→ GOAL
Please rewrite only the items below from the line holding "Where can you spot the wooden kitchen" through the end of the items, inclusive, swapping "spot" for "find" and keeping all else unchanged.

--*--

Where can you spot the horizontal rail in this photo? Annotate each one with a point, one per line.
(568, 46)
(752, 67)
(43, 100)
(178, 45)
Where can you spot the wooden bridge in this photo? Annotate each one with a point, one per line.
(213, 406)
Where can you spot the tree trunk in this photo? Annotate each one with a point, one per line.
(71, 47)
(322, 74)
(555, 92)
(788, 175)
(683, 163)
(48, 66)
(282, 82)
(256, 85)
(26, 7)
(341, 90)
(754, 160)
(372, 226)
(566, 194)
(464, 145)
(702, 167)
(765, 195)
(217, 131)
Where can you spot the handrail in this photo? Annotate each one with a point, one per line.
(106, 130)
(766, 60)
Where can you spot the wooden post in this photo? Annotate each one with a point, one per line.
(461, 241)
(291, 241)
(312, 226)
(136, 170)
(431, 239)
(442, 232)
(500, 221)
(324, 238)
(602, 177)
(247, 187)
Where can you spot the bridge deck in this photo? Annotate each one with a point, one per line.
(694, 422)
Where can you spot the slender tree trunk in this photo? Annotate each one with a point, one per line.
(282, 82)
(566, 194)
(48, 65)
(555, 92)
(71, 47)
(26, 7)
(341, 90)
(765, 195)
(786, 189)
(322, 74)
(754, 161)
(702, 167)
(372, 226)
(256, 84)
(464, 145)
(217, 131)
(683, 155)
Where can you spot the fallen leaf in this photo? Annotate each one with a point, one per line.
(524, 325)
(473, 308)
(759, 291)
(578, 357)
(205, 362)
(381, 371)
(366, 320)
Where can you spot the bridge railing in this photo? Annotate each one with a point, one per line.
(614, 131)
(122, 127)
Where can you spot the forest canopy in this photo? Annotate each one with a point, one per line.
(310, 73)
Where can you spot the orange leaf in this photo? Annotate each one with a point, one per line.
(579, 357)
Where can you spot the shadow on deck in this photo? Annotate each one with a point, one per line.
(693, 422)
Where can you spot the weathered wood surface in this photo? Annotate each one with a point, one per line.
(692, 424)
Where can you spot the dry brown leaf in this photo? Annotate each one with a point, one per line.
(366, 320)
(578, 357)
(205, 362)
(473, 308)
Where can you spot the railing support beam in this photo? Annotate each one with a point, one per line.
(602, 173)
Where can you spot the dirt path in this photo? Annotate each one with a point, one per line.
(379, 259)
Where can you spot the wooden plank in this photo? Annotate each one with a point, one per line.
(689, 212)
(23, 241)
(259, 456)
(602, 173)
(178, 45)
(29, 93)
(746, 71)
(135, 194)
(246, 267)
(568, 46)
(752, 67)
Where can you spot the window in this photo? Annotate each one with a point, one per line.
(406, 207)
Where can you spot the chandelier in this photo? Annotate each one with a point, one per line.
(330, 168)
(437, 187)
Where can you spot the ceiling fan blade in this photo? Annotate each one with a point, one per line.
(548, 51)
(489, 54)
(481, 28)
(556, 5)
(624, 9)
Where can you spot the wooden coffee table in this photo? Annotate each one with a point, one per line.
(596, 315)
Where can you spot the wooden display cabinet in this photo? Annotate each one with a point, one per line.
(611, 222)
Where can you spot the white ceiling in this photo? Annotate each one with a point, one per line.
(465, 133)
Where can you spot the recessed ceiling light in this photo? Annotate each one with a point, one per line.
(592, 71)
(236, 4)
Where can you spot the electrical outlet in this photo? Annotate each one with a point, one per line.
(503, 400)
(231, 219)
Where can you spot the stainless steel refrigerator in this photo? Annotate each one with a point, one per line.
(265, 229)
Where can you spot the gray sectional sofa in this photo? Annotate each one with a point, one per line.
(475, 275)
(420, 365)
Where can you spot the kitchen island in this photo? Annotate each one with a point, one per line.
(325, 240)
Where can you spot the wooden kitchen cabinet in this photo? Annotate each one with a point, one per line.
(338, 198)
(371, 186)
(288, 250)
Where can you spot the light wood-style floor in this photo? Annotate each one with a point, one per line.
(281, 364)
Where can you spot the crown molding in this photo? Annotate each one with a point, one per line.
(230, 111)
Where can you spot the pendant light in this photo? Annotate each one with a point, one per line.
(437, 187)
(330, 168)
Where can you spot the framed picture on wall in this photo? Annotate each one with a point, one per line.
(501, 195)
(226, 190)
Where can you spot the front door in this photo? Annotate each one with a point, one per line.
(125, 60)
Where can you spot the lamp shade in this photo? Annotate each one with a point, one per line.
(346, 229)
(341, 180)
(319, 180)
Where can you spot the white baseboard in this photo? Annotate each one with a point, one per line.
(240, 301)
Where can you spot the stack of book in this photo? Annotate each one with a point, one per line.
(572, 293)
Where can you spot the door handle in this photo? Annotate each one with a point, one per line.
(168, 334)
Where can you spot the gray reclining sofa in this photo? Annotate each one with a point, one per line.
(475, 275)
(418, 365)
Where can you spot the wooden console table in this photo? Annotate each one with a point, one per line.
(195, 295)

--*--

→ FINISHED ANSWER
Where can you find the wooden kitchen cabinet in this photo? Annotate each one with a point, one per line.
(338, 198)
(371, 186)
(288, 250)
Where can you find the light wood-style floor in this photo? Annotate each one with a point, one per line.
(281, 364)
Where can you find the crown molding in this photo? Annotate each one with a point, one per line.
(230, 111)
Where can you find the pendant light in this photo? Annotate each one with a point, one per line.
(437, 187)
(330, 168)
Where can you find the framed picture on wall in this photo? Annotate each one with a point, one per line.
(501, 195)
(226, 190)
Where can you find the front door in this photo? Annotate each one with a point, one per line.
(125, 60)
Where can you find the lamp shade in this photo? Annotate each one with a point, one per line.
(346, 229)
(341, 180)
(319, 180)
Where can you find the white baseboard in this photo? Annotate each one with a point, one per line.
(240, 301)
Where can you find the stack of book in this photo? Annotate each one with a point, one per line.
(572, 293)
Where can you find the door handle in this photo? Annotate each one with a point, one per line.
(168, 334)
Where can you find the gray reclining sofa in this photo? Annotate each one with a point, one per line.
(475, 275)
(418, 365)
Where can you find the wooden console table in this photo? Annotate each one with a point, one per line.
(195, 295)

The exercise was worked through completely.